◆ WHAT IS BEING ASKED: Report, copied in full, every line of the material below that contains the string "snowy". Matching is case-sensitive.

◆ DATA EXCERPTS:
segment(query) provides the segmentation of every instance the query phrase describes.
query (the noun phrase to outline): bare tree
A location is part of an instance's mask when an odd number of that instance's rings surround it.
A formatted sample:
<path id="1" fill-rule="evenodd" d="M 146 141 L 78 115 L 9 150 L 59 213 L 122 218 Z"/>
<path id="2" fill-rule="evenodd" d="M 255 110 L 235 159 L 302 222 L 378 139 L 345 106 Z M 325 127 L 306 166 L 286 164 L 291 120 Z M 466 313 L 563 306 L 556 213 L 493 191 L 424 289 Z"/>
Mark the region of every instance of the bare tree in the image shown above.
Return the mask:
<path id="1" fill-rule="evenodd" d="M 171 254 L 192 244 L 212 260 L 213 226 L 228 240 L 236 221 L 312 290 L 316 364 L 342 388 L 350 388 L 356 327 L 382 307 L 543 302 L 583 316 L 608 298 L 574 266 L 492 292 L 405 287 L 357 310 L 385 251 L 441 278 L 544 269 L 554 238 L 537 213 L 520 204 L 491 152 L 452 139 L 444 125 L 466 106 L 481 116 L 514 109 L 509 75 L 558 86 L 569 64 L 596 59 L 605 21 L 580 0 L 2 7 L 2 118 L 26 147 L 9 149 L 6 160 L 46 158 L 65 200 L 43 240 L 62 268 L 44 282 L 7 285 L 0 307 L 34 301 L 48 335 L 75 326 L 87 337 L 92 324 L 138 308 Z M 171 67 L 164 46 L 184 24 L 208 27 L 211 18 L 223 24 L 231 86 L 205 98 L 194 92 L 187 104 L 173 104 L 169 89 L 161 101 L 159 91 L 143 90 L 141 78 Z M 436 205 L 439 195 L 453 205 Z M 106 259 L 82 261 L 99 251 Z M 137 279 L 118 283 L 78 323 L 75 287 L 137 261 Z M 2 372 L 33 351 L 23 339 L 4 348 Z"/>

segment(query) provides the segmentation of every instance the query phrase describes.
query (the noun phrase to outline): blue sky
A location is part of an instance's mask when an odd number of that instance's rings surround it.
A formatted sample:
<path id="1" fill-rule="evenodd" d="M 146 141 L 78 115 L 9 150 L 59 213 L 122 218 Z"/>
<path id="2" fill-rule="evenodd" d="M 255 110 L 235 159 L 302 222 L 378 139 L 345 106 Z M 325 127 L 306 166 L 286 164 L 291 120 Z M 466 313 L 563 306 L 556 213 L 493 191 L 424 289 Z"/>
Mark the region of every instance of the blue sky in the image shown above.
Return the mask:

...

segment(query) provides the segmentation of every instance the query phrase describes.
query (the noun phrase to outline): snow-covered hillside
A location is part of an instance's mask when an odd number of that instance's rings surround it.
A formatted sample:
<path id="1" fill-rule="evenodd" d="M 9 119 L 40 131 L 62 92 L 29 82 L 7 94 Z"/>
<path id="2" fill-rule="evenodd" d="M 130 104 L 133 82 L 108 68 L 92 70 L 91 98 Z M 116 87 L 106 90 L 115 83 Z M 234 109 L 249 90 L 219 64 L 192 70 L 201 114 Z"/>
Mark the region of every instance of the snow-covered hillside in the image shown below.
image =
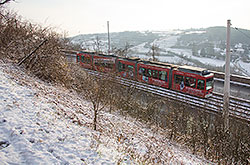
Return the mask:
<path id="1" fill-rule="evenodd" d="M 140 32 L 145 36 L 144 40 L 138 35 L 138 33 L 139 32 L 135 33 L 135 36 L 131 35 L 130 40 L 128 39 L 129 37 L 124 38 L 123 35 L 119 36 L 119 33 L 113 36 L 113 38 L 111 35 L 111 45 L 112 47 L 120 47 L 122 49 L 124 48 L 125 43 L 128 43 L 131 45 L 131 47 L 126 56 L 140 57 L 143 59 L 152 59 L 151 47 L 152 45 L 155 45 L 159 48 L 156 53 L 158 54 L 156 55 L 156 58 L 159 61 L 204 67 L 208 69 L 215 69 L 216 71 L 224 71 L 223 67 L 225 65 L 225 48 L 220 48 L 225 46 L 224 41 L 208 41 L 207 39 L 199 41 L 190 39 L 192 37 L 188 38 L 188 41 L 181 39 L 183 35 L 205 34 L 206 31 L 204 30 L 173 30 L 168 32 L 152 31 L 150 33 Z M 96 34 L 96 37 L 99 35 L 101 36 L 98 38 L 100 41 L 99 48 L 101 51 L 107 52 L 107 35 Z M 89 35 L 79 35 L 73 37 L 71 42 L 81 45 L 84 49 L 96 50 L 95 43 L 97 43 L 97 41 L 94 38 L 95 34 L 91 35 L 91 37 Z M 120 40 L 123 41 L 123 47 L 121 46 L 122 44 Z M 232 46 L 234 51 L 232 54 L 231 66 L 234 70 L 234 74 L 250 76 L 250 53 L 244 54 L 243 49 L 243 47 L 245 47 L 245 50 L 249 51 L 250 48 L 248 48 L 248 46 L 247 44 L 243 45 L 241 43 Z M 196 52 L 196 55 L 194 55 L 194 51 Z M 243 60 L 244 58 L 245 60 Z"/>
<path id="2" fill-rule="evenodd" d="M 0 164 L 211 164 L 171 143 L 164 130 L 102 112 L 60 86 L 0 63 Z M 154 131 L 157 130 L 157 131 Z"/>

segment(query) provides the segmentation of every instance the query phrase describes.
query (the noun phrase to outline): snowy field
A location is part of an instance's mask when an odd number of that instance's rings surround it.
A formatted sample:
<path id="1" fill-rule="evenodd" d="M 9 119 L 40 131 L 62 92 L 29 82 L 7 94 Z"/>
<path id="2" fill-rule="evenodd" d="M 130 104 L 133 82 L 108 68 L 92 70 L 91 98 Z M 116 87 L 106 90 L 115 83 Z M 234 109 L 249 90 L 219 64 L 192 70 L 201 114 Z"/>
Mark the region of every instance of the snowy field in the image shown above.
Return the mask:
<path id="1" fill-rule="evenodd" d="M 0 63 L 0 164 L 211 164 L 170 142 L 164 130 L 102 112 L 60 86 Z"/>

* * *

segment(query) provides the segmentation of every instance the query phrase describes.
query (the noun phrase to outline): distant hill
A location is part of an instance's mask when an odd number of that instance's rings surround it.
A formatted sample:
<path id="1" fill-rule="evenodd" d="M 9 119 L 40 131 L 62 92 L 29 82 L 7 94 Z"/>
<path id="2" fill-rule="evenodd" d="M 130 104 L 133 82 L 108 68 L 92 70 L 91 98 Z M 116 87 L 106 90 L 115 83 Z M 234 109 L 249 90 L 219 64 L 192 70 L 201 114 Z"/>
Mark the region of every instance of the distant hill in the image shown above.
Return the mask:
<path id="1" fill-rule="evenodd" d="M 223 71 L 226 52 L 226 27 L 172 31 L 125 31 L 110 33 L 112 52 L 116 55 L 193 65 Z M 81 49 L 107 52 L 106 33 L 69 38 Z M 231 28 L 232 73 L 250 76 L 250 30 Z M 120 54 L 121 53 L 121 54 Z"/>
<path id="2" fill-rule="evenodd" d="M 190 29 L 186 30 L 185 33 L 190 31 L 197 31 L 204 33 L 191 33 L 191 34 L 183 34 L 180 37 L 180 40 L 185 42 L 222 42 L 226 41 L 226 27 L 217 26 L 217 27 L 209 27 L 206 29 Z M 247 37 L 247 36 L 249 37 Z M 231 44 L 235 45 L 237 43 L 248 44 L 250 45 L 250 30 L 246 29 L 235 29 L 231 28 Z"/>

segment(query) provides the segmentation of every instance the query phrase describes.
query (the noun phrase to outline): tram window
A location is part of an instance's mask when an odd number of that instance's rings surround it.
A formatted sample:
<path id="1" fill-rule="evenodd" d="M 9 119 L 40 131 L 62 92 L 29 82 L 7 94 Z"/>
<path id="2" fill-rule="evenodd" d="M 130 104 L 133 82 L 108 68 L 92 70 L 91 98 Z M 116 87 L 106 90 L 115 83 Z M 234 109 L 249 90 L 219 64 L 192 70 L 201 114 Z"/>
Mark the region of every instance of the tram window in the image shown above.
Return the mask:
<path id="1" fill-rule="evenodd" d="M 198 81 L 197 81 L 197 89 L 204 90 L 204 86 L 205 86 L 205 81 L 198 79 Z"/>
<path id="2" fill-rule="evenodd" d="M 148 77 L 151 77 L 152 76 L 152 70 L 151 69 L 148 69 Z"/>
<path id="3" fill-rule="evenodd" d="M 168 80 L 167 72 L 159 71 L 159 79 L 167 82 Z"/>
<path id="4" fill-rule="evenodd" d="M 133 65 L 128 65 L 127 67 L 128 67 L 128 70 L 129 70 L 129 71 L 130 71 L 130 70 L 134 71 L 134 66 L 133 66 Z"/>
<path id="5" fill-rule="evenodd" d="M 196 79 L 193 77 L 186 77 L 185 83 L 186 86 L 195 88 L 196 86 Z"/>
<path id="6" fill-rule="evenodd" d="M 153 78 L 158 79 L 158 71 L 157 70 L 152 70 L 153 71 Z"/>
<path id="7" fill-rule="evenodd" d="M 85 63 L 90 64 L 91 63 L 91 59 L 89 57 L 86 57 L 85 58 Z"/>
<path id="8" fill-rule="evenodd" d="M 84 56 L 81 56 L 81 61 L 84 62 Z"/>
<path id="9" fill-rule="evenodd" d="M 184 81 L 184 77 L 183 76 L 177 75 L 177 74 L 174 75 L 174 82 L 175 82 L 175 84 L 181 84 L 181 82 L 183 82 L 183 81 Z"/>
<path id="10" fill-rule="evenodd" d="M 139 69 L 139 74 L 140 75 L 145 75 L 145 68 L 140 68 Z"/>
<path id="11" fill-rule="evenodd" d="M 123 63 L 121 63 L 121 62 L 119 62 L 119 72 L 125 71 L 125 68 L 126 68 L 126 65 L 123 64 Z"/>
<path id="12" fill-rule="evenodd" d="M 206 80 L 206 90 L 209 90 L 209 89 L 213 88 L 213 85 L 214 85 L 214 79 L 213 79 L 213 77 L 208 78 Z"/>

◆ WRITTEN ANSWER:
query (the noun phrase to outline): snowy field
Mark the region of every instance of the snowy field in the image shown above.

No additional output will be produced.